**Written task 1**: Please reproduce the portion of the passage on prctl arguments starting at "So we have to" and ending at "That seems unlikely.".
**Written task 2**: In the passage on prctl arguments, what kind of argument handling does the kernel security community seem to prefer?
**Written task 3**: Carry on the passage on prctl arguments after its final sentence.

So we have to decide whether to ignore the upper 32 bits or not even if 
this patch is not applied (actually *had to* when PR_SET_MDWE op was 
being added).

Possible arguments for ignoring them:
* Upper 32 bits can't be passed on 32-bit targets via the current 
prctl() interface, so a change that adds meaning to them would have to 
be both 64-bit-specific and unable to use another prctl() argument 
instead. That seems unlikely.

* It's not hard to accidentally pass int to prctl() even after this 
patch, so making technically wrong user code work as intended could be a 
good thing.

* A similar footgun exists for ILP32 ABIs (e.g. x32) on a lower level: 
while prctl(PR_SET_MDWE, 1) is fine there because long is 32-bit, the 
syscall interface is still 64-bit, so e.g. syscall(SYS_prctl, 
PR_SET_MDWE, -1) could, depending on syscall() implementation, 
sign-extend -1 to 64 bits and pass 64 set bits instead of 32 to the 
kernel.

Possible arguments for checking them:
* Code like "prctl(PR_SET_MDWE, 1)" is UB on 64-bit platforms. If the 
compiler notices that (e.g. if somebody ever manages to build a program 
and a libc together with LTO), it's allowed to make things much worse 
than just passing junk. Allowing the user to detect at least some of 
such calls now by checking for junk could be better.

* I have the impression that the kernel security community prefers 
strict argument validation.

**Provided data**:

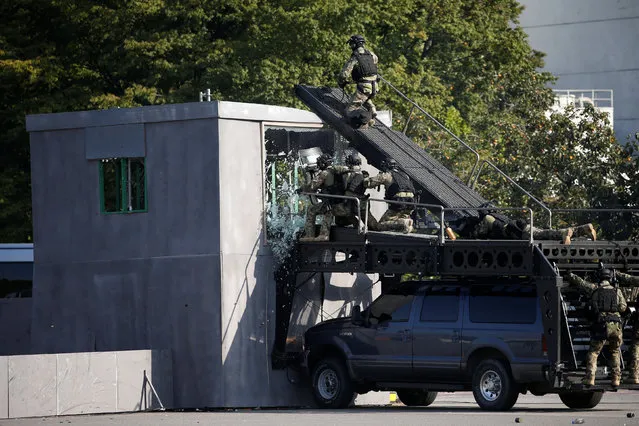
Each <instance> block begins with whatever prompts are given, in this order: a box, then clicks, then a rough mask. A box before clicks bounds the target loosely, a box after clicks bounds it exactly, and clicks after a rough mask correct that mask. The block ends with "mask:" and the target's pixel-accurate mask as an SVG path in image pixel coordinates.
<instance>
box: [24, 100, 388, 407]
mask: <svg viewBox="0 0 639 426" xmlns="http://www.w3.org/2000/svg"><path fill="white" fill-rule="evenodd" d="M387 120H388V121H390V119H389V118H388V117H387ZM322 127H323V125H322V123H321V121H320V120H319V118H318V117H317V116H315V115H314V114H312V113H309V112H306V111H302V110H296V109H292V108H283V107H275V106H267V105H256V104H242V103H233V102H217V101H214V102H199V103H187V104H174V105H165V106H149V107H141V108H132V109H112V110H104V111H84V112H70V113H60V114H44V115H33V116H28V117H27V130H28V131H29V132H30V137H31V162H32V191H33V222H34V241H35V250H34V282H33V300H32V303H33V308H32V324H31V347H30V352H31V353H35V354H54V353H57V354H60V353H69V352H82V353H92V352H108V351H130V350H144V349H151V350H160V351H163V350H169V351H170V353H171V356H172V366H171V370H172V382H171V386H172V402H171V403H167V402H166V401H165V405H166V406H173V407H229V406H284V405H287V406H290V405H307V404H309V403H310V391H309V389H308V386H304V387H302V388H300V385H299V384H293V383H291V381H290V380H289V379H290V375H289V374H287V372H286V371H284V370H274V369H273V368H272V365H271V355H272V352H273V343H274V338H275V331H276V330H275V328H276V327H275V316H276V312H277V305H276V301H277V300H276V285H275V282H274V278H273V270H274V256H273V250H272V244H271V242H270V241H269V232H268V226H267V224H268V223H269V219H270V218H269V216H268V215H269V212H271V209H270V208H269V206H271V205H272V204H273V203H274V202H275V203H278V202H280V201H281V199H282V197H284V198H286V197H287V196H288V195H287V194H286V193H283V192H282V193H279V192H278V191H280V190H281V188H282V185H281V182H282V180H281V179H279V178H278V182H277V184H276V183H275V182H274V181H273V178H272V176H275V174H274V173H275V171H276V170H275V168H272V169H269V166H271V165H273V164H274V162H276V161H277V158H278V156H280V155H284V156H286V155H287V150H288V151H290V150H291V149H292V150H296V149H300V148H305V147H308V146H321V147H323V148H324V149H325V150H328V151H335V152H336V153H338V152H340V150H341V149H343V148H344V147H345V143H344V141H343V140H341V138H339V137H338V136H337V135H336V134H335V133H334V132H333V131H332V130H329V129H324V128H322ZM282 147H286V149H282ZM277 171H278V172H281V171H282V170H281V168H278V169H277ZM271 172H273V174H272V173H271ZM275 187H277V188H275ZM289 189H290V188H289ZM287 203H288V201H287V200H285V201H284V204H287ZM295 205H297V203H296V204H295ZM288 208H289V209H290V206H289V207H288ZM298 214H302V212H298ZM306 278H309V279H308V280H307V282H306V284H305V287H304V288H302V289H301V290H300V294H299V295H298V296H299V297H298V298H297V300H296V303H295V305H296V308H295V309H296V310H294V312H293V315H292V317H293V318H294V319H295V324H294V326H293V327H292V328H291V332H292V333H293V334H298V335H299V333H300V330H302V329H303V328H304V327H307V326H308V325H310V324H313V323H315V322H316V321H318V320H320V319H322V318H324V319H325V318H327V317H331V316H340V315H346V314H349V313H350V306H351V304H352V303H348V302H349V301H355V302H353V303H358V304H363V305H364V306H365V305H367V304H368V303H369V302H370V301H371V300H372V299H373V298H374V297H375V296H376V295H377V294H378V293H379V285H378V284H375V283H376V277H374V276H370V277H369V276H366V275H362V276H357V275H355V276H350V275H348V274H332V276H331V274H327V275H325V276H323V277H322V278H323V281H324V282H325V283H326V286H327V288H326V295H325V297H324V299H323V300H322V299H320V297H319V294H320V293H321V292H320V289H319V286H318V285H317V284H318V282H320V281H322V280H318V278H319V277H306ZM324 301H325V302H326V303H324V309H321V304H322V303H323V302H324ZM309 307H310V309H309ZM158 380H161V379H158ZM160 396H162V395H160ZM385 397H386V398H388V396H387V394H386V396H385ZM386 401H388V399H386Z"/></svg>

**Exercise result 1**:
So we have to decide whether to ignore the upper 32 bits or not even if 
this patch is not applied (actually *had to* when PR_SET_MDWE op was 
being added).

Possible arguments for ignoring them:
* Upper 32 bits can't be passed on 32-bit targets via the current 
prctl() interface, so a change that adds meaning to them would have to 
be both 64-bit-specific and unable to use another prctl() argument 
instead. That seems unlikely.

**Exercise result 2**: Strict argument validation.

**Exercise result 3**:
* PR_SET_MDWE is a new op added in 6.3, so we don't have lots of legacy 
code that is known to pass junk in the upper 32 bits and must be kept 
working (i.e. failing) in the same way in a potential future kernel that 
assigns meaning to those bits.

My preference would be to keep checking the upper 32 bits. Florent, what 
do you think?

> I guess the feature is not that old, so having many existing user
> space applications is unlikely.
> 
> Which raises the question if we want to tag this here with a "Fixes"
> and eventually cc stable (hmm ...)?

Yes, IMO the faster we propagate this change, the better.

Thanks,
Alexey
  
David Hildenbrand May 23, 2023, 9:12 a.m. UTC | #5
On 22.05.23 20:58, Alexey Izbyshev wrote:
> On 2023-05-22 19:22, David Hildenbrand wrote:
>> On 22.05.23 12:35, Alexey Izbyshev wrote:
>>> On 2023-05-22 11:55, David Hildenbrand wrote:
>>>> On 17.05.23 17:03, Florent Revest wrote:
>>>>> Alexey pointed out that defining a prctl flag as an int is a footgun
>>>>> because, under some circumstances, when used as a flag to prctl, it
>>>>> can
>>>>> be casted to long with garbage upper bits which would result in
>>>>> unexpected behaviors.
>>>>>
>>>>> This patch changes the constant to a UL to eliminate these
>>>>> possibilities.
>>>>>
>>>>> Signed-off-by: Florent Revest <revest@chromium.org>
>>>>> Suggested-by: Alexey Izbyshev <izbyshev@ispras.ru>
>>>>> ---
>>>>>     include/uapi/linux/prctl.h       | 2 +-
>>>>>     tools/include/uapi/linux/prctl.h | 2 +-
>>>>>     2 files changed, 2 insertions(+), 2 deletions(-)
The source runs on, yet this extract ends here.